* PAGE TEXT:
■ ■ ■ ■ ■ ■ ■
Laylah Amatullah Barrayn for NPR

Regg Roc is one of the creators of Flexn, and has worked with Sellars on a previous Park Avenue Armory production that foregrounded the style. He told me that the demands of Monochromatic Light (Afterlife), which has the dancers fully engaged for the entirety of its 90 minutes, had created "a whole new vocabulary" for the Flexn movement.

"First thing, as a dancer, you start to try to find rhythm," he said, speaking in the Drill Hall during rehearsals. "And then you realize, there's not a rhythm in this piece." Instead of seeking rhythmic prompts, then, the dancers in the piece are drawing on sonic and emotional texture. "Everything felt like it meant something," he said. "So it was important to find those movements of detail. How to focus on those sounds and the feeling that it's uncovering."

Monochromatic Light (Afterlife) is suffused with sound and feeling, and also with no small amount of silence. Opening with a soft, sustaining chime of tubular bells, it eventually creates space for Kashkashian's exquisitely expressive viola, and for Rothenberg's precise articulation on both piano and celesta. There are cycles of action and even disruption in the music, but they happen on a gradual timescale, like ripples across the surface of a pond.

That slowly shifting perspective extends to the play of color in Mehretu's enormous paintings, which she describes as "time-based experiences." Depending on the lighting cue, they can evoke art-historical references — Rothko, of course, but also Basquiat and Miró — or form the perimeter of an immersive shadow realm. Occasionally, the dancers slip behind the muslin canvases so that their silhouettes become a moving part of the picture plane. Tines, who spends much of the piece gazing up at the paintings, told me that he has begun to see them as part of his score: "Quite honestly, there are moments where I very slowly turn and look and can take in different things. This orange bend, or this new circle, shapes the expression — if I'm being honest and present."
■ ■ ■ ■ ■ ■ ■
(Stored dataset items)
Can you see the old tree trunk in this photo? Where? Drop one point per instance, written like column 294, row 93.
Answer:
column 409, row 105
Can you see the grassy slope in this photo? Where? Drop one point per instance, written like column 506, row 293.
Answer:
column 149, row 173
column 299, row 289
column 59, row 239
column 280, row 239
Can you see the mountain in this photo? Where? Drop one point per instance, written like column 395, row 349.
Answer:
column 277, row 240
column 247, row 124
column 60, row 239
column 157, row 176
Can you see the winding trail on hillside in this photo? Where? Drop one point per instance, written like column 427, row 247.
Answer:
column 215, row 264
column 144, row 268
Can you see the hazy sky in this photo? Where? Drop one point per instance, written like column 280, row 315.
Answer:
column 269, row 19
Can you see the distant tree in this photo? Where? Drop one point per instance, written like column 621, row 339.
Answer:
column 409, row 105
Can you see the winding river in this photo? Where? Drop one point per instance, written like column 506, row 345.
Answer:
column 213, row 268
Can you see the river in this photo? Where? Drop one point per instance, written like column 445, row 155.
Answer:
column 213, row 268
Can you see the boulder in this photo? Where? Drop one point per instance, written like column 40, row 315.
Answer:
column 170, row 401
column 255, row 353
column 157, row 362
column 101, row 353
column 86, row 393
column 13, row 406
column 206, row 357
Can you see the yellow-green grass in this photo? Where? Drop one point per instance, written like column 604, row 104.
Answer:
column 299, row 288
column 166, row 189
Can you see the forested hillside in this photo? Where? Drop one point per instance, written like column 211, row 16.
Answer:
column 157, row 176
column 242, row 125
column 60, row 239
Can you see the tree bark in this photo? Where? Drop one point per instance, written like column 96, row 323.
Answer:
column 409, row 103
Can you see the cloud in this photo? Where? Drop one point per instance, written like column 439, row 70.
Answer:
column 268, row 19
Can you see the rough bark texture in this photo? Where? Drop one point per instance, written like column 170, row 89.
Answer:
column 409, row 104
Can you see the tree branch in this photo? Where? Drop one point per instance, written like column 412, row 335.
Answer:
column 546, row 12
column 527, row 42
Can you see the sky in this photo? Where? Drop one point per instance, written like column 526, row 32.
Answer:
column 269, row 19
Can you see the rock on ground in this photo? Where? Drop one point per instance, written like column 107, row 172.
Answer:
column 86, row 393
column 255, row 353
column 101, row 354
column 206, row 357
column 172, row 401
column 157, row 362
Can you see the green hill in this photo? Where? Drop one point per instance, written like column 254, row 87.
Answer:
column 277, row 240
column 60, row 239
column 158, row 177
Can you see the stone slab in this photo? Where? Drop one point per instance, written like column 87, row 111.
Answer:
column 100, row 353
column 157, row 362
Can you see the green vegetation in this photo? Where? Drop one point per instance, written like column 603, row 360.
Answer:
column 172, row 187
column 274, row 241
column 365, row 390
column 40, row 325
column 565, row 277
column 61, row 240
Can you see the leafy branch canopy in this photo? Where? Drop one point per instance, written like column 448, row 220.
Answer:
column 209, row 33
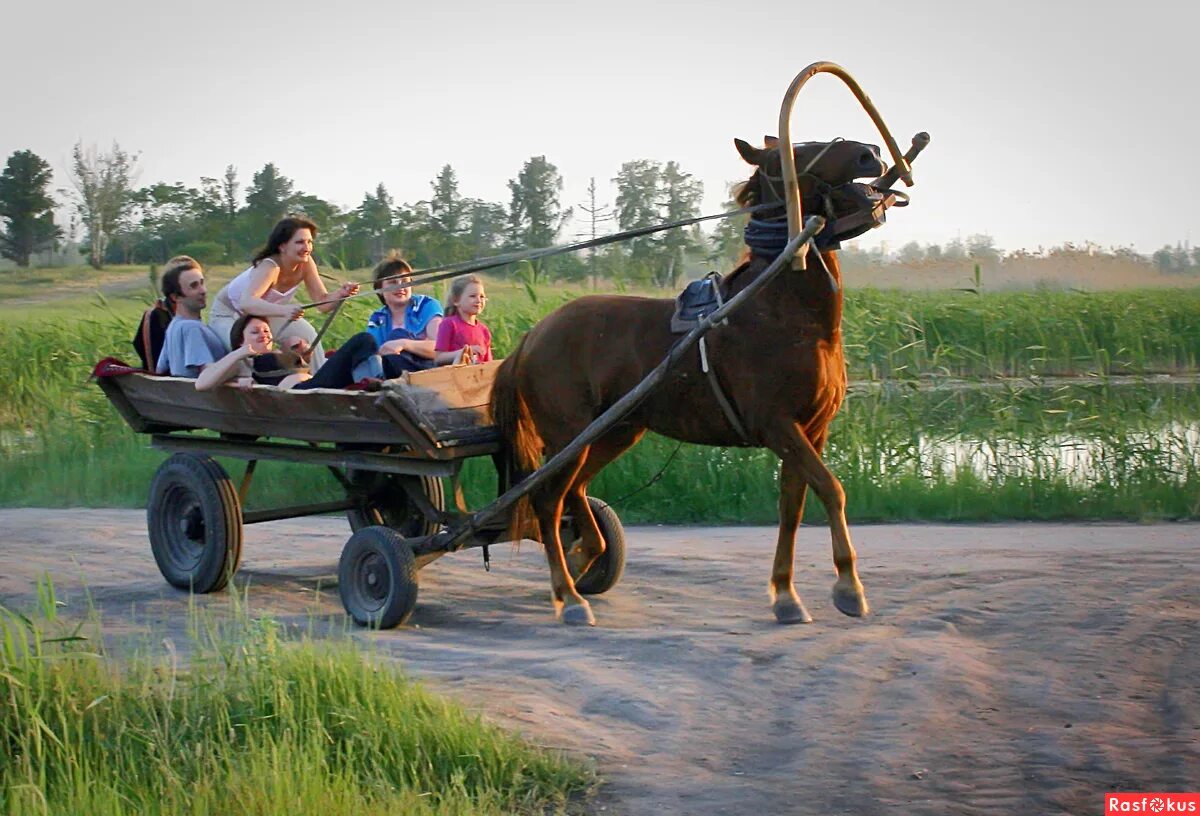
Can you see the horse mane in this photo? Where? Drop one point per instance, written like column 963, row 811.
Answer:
column 745, row 193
■ ■ ■ ■ ■ ■ ■
* PROBLEM A:
According to the article about Monochromatic Light (Afterlife), which two instruments does Rothenberg play in the piece?
* PROBLEM B:
Reproduce, word for word, the part of the article starting with "Regg Roc is" and going on through "the Flexn movement.".

* ANSWER AREA A:
Piano and celesta.

* ANSWER AREA B:
Regg Roc is one of the creators of Flexn, and has worked with Sellars on a previous Park Avenue Armory production that foregrounded the style. He told me that the demands of Monochromatic Light (Afterlife), which has the dancers fully engaged for the entirety of its 90 minutes, had created "a whole new vocabulary" for the Flexn movement.